Quoted passage
To help with benchmarking effort, we are adding the support for counting the FLOPS during the fine-tuning process. You can achieve this by setting `--flop_counter` when launching your single/multi GPU fine-tuning. Use `--flop_counter_start` to choose which step to count the FLOPS. It is recommended to allow a warm-up stage before using the FLOPS counter.
Similarly, you can set `--use_profiler` flag and pass a profiling output path using `--profiler_dir` to capture the profile traces of your model using [PyTorch profiler](https://pytorch.org/tutorials/intermediate/tensorboard_profiler_tutorial.html). To get accurate profiling result, the pytorch profiler requires a warm-up stage and the current config is wait=1, warmup=2, active=3, thus the profiler will start the profiling after step 3 and will record the next 3 steps. Therefore, in order to use pytorch profiler, the --max-train-step has been greater than 6. The pytorch profiler would be helpful for debugging purposes. However, the `--flop_counter` and `--use_profiler` can not be used in the same time to ensure the measurement accuracy.

[Referring expression data]
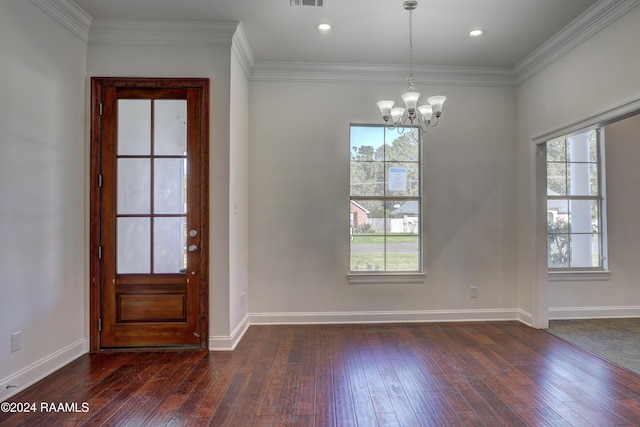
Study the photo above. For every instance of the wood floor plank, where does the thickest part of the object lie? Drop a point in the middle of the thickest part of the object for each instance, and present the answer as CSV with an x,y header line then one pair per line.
x,y
429,374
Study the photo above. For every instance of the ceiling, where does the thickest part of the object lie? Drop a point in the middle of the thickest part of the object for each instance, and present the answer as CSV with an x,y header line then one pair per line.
x,y
371,31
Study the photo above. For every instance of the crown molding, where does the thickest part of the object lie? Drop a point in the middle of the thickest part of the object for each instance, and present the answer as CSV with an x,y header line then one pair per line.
x,y
67,14
242,50
163,32
594,19
362,73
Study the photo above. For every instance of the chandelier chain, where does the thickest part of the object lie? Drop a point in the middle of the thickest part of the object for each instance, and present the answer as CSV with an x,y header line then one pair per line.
x,y
410,80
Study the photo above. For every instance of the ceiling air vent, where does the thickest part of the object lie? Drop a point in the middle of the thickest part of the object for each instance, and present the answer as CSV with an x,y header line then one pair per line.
x,y
318,3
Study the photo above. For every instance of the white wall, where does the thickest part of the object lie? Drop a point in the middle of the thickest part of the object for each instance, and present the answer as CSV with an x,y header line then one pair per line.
x,y
600,74
177,59
238,195
299,192
42,187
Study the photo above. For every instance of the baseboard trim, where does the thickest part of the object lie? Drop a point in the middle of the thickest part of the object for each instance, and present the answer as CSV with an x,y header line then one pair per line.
x,y
33,373
228,343
389,316
558,313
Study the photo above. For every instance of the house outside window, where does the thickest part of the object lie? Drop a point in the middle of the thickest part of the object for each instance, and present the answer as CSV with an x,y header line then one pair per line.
x,y
576,202
385,200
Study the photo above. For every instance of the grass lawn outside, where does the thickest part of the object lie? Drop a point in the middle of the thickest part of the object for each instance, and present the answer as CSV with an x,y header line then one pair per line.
x,y
400,253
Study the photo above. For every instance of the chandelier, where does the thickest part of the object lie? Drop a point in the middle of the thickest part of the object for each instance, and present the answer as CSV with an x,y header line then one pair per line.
x,y
421,117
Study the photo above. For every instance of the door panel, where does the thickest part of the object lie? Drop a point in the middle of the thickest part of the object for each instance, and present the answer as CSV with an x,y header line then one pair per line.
x,y
152,211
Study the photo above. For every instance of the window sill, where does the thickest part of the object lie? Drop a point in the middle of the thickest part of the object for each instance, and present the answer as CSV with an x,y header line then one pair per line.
x,y
578,276
362,278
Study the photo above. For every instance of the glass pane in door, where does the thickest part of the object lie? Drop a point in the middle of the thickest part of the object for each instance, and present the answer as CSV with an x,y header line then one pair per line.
x,y
170,127
134,186
169,190
134,127
134,249
169,245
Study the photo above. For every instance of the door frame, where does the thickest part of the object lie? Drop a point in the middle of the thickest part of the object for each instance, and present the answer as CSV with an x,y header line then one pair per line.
x,y
95,265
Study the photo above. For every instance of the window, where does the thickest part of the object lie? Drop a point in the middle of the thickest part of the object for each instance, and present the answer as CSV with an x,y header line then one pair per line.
x,y
385,200
575,202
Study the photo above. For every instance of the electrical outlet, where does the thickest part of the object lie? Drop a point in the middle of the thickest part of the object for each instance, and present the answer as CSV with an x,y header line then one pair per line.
x,y
474,292
16,341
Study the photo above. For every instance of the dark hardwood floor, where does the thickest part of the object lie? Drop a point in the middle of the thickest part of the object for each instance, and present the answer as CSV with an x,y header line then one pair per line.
x,y
428,374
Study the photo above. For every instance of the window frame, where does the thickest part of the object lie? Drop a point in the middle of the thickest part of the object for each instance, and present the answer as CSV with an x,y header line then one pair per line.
x,y
599,272
389,276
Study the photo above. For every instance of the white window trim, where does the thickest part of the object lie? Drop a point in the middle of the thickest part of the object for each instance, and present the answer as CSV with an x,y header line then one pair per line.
x,y
579,273
382,278
368,277
579,276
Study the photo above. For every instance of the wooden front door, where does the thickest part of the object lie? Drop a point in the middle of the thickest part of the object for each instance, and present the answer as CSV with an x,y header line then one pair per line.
x,y
149,212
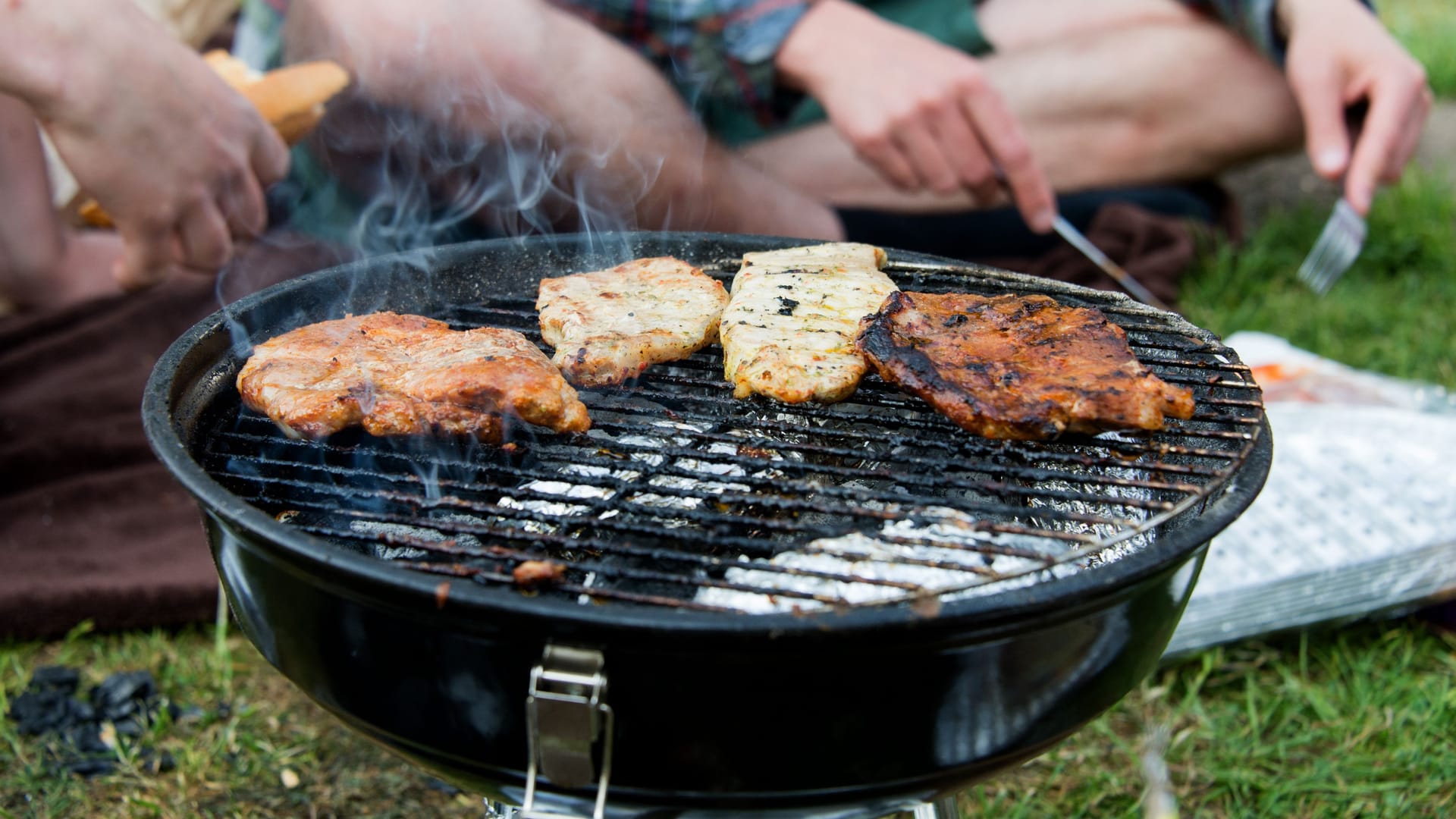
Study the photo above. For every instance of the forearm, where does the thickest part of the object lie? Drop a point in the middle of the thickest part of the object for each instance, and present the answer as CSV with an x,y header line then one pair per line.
x,y
39,41
31,240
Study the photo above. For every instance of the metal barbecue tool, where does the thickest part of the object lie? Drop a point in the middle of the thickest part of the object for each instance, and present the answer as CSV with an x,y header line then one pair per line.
x,y
1081,242
1335,249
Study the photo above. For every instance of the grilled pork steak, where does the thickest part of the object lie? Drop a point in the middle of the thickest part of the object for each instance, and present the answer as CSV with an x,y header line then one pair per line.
x,y
610,325
1017,366
400,375
791,321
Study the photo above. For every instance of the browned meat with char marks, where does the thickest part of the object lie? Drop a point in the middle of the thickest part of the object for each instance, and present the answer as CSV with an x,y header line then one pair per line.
x,y
1017,366
400,375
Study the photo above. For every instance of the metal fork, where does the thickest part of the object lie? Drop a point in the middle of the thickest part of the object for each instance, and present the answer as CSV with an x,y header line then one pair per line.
x,y
1335,249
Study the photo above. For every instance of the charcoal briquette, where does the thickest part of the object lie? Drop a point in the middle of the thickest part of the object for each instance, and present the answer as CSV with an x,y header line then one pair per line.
x,y
89,765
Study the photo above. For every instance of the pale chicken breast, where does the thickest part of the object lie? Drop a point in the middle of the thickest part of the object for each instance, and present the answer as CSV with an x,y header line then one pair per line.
x,y
789,327
610,325
400,375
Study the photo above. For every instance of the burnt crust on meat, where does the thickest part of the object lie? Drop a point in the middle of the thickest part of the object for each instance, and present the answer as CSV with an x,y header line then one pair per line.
x,y
400,375
1017,366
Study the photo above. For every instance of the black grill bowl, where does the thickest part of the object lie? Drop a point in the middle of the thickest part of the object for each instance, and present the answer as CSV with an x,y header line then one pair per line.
x,y
846,711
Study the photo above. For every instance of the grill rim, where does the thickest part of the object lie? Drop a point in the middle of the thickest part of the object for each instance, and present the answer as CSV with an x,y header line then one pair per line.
x,y
185,381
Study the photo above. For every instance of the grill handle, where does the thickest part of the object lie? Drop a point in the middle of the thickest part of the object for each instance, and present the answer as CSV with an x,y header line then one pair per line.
x,y
565,717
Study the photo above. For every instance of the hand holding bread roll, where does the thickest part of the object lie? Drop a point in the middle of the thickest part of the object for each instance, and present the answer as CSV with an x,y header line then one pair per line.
x,y
291,99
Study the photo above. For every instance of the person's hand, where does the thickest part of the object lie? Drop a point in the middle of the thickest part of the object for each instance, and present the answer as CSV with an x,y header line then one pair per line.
x,y
918,110
175,156
1340,55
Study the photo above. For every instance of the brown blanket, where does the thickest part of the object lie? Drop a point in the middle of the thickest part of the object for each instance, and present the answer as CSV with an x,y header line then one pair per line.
x,y
92,526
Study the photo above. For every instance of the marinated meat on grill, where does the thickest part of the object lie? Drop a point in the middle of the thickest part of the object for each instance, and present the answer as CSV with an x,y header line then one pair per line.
x,y
1017,366
400,375
791,321
610,325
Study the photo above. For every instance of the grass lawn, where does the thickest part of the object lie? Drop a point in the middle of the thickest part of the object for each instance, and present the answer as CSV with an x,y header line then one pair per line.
x,y
1350,722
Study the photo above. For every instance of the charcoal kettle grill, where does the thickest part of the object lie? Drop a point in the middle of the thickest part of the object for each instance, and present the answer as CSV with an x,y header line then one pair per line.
x,y
753,608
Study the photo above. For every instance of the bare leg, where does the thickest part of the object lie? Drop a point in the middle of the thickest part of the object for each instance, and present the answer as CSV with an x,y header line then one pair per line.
x,y
1110,93
573,124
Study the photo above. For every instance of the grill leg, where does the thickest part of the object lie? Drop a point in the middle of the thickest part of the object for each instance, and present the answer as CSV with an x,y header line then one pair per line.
x,y
943,808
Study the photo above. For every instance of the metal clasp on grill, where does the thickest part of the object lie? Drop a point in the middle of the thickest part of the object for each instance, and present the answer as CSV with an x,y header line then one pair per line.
x,y
565,717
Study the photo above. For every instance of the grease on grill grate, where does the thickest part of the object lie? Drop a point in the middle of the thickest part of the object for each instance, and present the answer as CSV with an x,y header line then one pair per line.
x,y
683,496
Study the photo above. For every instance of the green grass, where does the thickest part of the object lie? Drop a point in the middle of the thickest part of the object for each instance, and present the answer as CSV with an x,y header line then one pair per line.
x,y
1429,31
226,765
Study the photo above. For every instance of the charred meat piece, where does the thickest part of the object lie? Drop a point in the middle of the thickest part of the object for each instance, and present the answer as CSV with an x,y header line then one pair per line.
x,y
791,321
610,325
1017,366
400,375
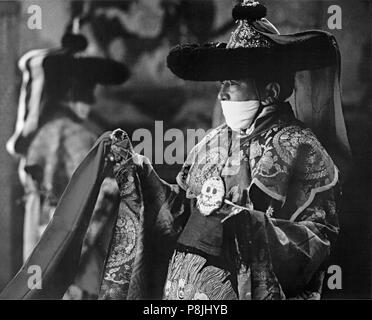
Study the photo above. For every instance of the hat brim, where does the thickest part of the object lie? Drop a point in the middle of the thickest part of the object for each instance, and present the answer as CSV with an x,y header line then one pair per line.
x,y
290,53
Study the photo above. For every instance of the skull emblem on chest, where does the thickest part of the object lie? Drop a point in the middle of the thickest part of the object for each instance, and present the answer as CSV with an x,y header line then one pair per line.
x,y
211,196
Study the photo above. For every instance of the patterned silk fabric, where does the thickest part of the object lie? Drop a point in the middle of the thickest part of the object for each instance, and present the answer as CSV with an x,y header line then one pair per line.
x,y
280,203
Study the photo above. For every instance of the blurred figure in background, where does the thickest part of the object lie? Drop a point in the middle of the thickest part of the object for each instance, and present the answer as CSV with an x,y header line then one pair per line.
x,y
54,133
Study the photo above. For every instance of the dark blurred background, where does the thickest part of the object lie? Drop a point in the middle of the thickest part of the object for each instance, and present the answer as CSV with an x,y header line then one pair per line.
x,y
140,33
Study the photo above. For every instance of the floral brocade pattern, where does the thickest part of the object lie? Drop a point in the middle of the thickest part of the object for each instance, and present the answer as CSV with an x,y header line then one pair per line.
x,y
287,162
121,259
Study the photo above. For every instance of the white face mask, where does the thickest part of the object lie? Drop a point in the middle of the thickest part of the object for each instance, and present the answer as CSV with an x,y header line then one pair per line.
x,y
239,115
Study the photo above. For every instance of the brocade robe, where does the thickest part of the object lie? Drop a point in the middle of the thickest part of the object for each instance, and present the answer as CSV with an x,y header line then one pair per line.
x,y
269,237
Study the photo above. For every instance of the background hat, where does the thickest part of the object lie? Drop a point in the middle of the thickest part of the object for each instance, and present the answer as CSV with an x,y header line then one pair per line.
x,y
255,47
51,77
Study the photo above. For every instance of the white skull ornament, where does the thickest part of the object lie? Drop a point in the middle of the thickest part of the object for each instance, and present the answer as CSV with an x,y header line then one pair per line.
x,y
211,196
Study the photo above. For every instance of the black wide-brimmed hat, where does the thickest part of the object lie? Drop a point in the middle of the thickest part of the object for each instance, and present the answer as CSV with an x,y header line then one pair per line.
x,y
255,48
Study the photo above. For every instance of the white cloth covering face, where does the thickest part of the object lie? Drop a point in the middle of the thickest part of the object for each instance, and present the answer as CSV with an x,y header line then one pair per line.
x,y
239,115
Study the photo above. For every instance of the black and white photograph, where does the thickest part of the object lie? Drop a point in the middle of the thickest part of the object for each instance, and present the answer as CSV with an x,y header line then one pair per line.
x,y
185,150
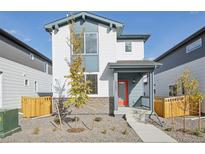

Task prompt
Continue the passage on FLOPS counting and profiling during fine-tuning from its last sentence.

Expected output
The provided fine tuning scripts allows you to select between three datasets by passing the `dataset` arg to the `llama_recipes.finetuning` module or [`recipes/finetuning/finetuning.py`](../finetuning.py) script. The current options are `grammar_dataset`, `alpaca_dataset`and `samsum_dataset`. Additionally, we integrate the OpenAssistant/oasst1 dataset as an [example for a custom dataset](custom_dataset.py) Note: Use of any of the datasets should be in compliance with the dataset's underlying licenses (including but not limited to non-commercial uses)
*[grammar_dataset](https://huggingface.co/datasets/jfleg) contains 150K pairs of english sentences and possible corrections.
*[alpaca_dataset](https://github.com/tatsu-lab/stanford_alpaca) provides 52K instruction-response pairs as generated by `text-davinci-003`.
*[samsum_dataset](https://huggingface.co/datasets/samsum) contains about 16k messenger-like conversations with summaries.
*[OpenAssistant/oasst1](https://huggingface.co/datasets/OpenAssistant/oasst1/) contains about 88k messages from assistant-style conversations.
## Batching Strategies
Llama-recipes support two strategies to batch requests together.
The default setting is `packing` which concatenates the tokenized samples into long sequences filling up the context length of the model.
This is the most compute efficient variant as it avoids any padding and all sequences have the same length.
Samples at the boundary of the context length are truncated and the remainder of the cut sequence it used as the start of the next long sequence.
If the amount of training data is small this procedure might introduce a lot of noise into the training data which can hurt the prediction performance of the fine-tune model.
Therefore, we also support a `padding` strategy which does not introduce the addition noise due to truncated sequences.
The strategy tries to minimize the efficiency loss by batching samples of similar length together so only minimal padding is necessary.
The batching strategy can be selected though the command line parameter `--batching_strategy [packing]/[padding]`.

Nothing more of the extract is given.